▶ [REQUIRED WORK]:
If a line in the data has the string "bird", please show it.

▶ [PROVIDED DATA]:

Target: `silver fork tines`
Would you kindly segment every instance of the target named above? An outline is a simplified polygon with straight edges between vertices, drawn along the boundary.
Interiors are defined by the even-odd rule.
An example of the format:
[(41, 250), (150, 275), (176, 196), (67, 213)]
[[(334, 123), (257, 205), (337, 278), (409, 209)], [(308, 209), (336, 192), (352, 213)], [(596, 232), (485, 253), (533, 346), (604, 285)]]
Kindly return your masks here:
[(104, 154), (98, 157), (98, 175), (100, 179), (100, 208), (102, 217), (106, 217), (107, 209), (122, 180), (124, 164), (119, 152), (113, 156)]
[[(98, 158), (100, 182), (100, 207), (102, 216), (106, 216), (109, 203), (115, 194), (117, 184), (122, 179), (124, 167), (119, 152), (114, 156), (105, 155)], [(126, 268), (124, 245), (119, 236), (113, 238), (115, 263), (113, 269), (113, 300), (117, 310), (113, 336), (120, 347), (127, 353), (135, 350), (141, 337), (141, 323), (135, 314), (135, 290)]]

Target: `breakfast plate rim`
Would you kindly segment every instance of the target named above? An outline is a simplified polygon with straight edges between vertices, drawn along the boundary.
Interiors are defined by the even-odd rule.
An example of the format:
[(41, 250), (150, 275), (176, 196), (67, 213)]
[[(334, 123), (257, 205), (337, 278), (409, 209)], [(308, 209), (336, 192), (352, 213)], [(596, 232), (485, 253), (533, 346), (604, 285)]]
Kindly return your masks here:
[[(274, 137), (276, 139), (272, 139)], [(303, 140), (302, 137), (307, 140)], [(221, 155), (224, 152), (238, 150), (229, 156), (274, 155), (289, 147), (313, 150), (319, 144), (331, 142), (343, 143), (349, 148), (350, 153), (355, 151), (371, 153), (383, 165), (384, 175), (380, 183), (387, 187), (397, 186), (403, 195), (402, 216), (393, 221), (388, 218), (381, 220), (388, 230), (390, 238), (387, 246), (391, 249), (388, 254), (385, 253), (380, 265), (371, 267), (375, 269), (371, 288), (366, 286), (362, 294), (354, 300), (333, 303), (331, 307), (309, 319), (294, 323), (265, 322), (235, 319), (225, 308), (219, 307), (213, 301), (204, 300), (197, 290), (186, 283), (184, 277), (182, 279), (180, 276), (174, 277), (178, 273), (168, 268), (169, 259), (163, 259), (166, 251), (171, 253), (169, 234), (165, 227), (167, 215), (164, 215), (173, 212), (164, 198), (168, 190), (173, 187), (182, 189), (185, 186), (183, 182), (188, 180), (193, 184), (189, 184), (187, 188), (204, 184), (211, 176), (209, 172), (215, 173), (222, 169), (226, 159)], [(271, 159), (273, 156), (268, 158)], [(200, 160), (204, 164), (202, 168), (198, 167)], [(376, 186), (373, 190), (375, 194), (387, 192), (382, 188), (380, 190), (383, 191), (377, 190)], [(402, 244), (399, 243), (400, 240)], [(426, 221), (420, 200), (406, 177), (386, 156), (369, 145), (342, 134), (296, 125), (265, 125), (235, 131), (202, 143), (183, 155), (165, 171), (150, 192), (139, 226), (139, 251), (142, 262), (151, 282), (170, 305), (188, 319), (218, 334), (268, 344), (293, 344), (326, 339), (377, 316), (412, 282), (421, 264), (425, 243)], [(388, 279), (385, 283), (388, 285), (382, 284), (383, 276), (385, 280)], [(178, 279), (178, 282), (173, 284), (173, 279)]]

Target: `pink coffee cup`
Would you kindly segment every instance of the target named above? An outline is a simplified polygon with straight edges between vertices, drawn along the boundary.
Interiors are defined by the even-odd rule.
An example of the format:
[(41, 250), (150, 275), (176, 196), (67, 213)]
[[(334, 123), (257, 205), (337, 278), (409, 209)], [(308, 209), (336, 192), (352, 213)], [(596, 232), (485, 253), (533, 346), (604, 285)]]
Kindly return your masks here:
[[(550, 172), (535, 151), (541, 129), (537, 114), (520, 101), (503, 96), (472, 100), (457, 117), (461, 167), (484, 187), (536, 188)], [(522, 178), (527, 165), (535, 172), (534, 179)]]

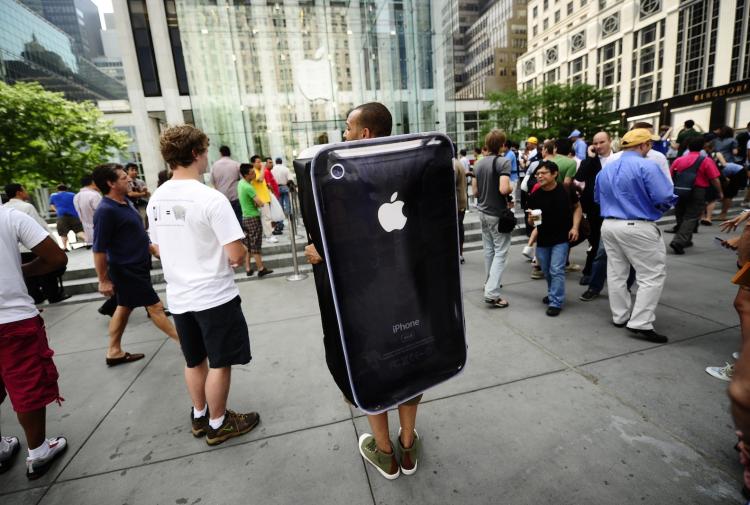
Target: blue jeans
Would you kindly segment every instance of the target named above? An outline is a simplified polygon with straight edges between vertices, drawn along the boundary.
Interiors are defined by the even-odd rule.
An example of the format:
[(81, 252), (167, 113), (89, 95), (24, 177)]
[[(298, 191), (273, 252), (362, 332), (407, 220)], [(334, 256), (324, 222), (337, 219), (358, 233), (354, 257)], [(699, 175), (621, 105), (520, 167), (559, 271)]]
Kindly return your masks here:
[(289, 215), (292, 213), (292, 207), (289, 200), (289, 188), (286, 186), (279, 186), (279, 203), (281, 208), (284, 209), (284, 214)]
[[(604, 241), (599, 242), (599, 250), (596, 251), (594, 263), (591, 265), (591, 278), (589, 280), (589, 290), (594, 293), (601, 293), (604, 289), (604, 281), (607, 280), (607, 251), (604, 250)], [(628, 289), (635, 282), (635, 268), (630, 267), (628, 274)]]
[(490, 216), (484, 212), (479, 213), (479, 222), (482, 223), (482, 243), (484, 245), (484, 273), (487, 281), (484, 283), (485, 300), (497, 300), (500, 298), (500, 281), (503, 270), (508, 263), (508, 251), (510, 250), (510, 233), (497, 231), (499, 217)]
[(550, 307), (562, 308), (565, 303), (565, 262), (569, 249), (567, 242), (550, 247), (536, 246), (536, 260), (547, 280)]

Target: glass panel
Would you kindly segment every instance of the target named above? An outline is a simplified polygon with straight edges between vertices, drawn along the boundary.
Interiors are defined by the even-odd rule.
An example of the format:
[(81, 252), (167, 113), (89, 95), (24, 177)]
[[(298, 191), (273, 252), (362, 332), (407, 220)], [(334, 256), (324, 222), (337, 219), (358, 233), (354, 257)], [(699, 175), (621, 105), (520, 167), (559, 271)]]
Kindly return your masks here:
[[(255, 153), (291, 159), (341, 140), (348, 111), (369, 101), (389, 108), (393, 133), (445, 131), (439, 114), (455, 108), (453, 93), (474, 86), (454, 68), (488, 63), (465, 48), (444, 50), (445, 97), (436, 100), (428, 0), (174, 2), (195, 123), (211, 138), (210, 157), (226, 144), (243, 160)], [(451, 27), (458, 32), (467, 22), (458, 12), (443, 17), (448, 36), (435, 43), (451, 45)], [(454, 128), (462, 116), (454, 116)]]

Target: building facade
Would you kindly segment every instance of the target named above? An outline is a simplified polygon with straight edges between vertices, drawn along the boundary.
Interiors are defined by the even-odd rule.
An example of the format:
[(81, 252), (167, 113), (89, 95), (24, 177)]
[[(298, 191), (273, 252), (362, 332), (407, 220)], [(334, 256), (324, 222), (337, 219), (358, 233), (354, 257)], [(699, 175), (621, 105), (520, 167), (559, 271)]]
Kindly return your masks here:
[(91, 0), (22, 0), (27, 7), (73, 39), (77, 53), (90, 59), (103, 55), (99, 9)]
[(0, 79), (36, 81), (71, 100), (125, 98), (125, 87), (99, 71), (60, 28), (16, 0), (0, 0), (0, 9)]
[(383, 102), (394, 133), (442, 129), (429, 0), (115, 0), (130, 124), (147, 180), (158, 134), (192, 122), (211, 139), (290, 160), (341, 139), (353, 106)]
[[(520, 88), (589, 83), (622, 126), (750, 121), (750, 0), (530, 0)], [(591, 132), (585, 132), (591, 135)]]

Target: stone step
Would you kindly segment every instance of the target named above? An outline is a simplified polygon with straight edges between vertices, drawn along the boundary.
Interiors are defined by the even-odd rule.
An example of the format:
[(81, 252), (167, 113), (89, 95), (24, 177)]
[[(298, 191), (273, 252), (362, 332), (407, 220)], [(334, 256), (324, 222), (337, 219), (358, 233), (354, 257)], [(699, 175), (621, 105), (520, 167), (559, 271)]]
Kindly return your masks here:
[[(736, 201), (738, 201), (737, 199)], [(731, 215), (735, 215), (741, 209), (737, 205), (732, 209)], [(717, 212), (718, 213), (718, 212)], [(526, 233), (523, 224), (523, 214), (516, 213), (518, 224), (511, 234), (511, 244), (522, 244), (525, 243)], [(659, 221), (660, 226), (672, 225), (675, 222), (673, 211), (665, 214)], [(309, 271), (310, 265), (307, 264), (305, 256), (303, 254), (306, 240), (299, 238), (297, 240), (297, 261), (300, 266), (300, 271)], [(482, 249), (482, 230), (479, 223), (478, 213), (472, 211), (467, 214), (464, 222), (464, 251), (476, 251)], [(292, 272), (292, 254), (291, 244), (288, 239), (286, 243), (280, 244), (264, 244), (263, 245), (263, 263), (270, 269), (274, 270), (274, 277), (277, 275), (288, 275)], [(153, 270), (151, 271), (152, 282), (155, 285), (162, 285), (164, 283), (164, 275), (161, 270), (161, 263), (158, 260), (154, 261)], [(247, 280), (245, 276), (244, 268), (238, 268), (235, 278), (238, 281)], [(256, 278), (256, 277), (253, 277)], [(65, 291), (68, 294), (74, 295), (72, 299), (78, 295), (93, 295), (94, 298), (99, 297), (96, 271), (93, 268), (83, 268), (78, 270), (70, 270), (65, 273), (63, 277), (63, 285)]]

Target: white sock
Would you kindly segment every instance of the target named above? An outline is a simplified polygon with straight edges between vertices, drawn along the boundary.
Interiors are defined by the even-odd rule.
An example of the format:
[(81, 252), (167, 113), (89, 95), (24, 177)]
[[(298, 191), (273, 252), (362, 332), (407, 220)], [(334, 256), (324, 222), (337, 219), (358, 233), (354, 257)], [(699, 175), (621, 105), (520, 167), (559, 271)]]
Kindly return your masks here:
[(42, 442), (42, 445), (36, 449), (29, 449), (29, 459), (46, 458), (49, 451), (49, 441), (45, 439), (44, 442)]
[(218, 430), (219, 427), (224, 424), (224, 416), (218, 417), (216, 419), (209, 419), (208, 424), (211, 426), (212, 429)]
[(208, 411), (208, 404), (203, 406), (203, 410), (198, 410), (193, 406), (193, 419), (198, 419), (200, 417), (203, 417), (206, 415), (206, 412)]
[(5, 440), (5, 437), (0, 437), (0, 453), (8, 452), (10, 450), (10, 442)]

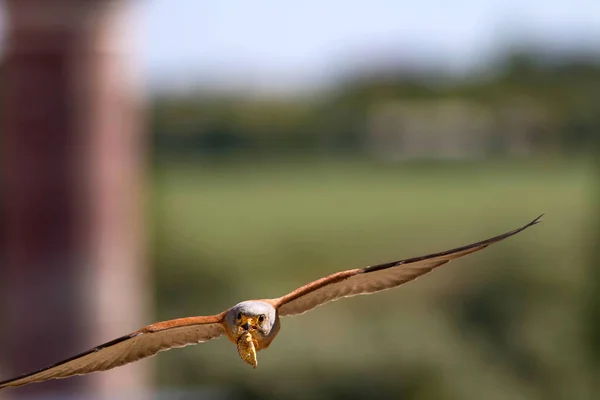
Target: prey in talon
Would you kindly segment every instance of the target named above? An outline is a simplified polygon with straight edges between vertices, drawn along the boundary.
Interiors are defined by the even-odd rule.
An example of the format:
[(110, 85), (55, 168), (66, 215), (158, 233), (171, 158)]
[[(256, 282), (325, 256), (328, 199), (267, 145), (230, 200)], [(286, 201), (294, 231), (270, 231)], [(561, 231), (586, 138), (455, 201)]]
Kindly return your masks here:
[(237, 349), (240, 358), (244, 362), (252, 365), (254, 368), (258, 366), (258, 360), (256, 359), (256, 344), (250, 333), (246, 332), (240, 336), (237, 341)]

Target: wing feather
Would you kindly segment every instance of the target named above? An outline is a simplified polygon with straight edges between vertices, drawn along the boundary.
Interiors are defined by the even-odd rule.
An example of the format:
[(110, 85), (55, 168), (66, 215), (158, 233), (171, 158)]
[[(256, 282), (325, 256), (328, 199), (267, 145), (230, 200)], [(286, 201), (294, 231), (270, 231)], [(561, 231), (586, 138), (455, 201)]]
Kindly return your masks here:
[(280, 316), (299, 315), (329, 301), (360, 294), (391, 289), (416, 279), (453, 259), (483, 250), (540, 222), (540, 215), (525, 226), (466, 246), (439, 253), (392, 261), (366, 268), (338, 272), (305, 286), (278, 299), (272, 299)]
[(224, 315), (180, 318), (148, 325), (49, 367), (0, 382), (0, 389), (106, 371), (160, 351), (215, 339), (225, 333)]

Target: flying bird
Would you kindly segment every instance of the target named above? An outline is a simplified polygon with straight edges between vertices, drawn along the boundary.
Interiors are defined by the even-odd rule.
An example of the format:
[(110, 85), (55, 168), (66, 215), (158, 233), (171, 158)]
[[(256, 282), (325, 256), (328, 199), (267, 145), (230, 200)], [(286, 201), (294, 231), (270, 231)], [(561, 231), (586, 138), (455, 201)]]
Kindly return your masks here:
[(244, 301), (217, 315), (188, 317), (148, 325), (35, 372), (0, 382), (0, 389), (50, 379), (106, 371), (175, 347), (206, 342), (225, 335), (240, 358), (257, 367), (256, 352), (269, 347), (279, 333), (280, 317), (300, 315), (327, 302), (391, 289), (412, 281), (451, 260), (483, 250), (540, 222), (493, 238), (426, 256), (338, 272), (276, 299)]

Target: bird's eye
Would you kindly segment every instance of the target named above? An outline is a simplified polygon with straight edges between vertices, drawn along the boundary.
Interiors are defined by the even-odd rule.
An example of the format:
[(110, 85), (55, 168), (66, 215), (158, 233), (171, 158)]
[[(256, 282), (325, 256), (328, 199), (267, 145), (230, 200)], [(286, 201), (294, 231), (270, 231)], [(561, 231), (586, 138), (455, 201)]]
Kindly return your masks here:
[(242, 319), (242, 313), (241, 313), (241, 312), (240, 312), (240, 313), (238, 313), (238, 315), (237, 315), (237, 318), (238, 318), (238, 319)]
[(261, 315), (258, 317), (258, 322), (263, 322), (265, 320), (265, 316)]

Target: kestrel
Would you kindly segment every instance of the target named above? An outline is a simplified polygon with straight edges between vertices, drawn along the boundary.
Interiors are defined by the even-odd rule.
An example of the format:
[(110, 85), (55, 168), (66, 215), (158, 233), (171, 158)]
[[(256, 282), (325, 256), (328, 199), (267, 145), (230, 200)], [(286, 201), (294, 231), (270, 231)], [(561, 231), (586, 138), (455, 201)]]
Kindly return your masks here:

▶ [TASK RESULT]:
Target: flying bird
Target: bird's eye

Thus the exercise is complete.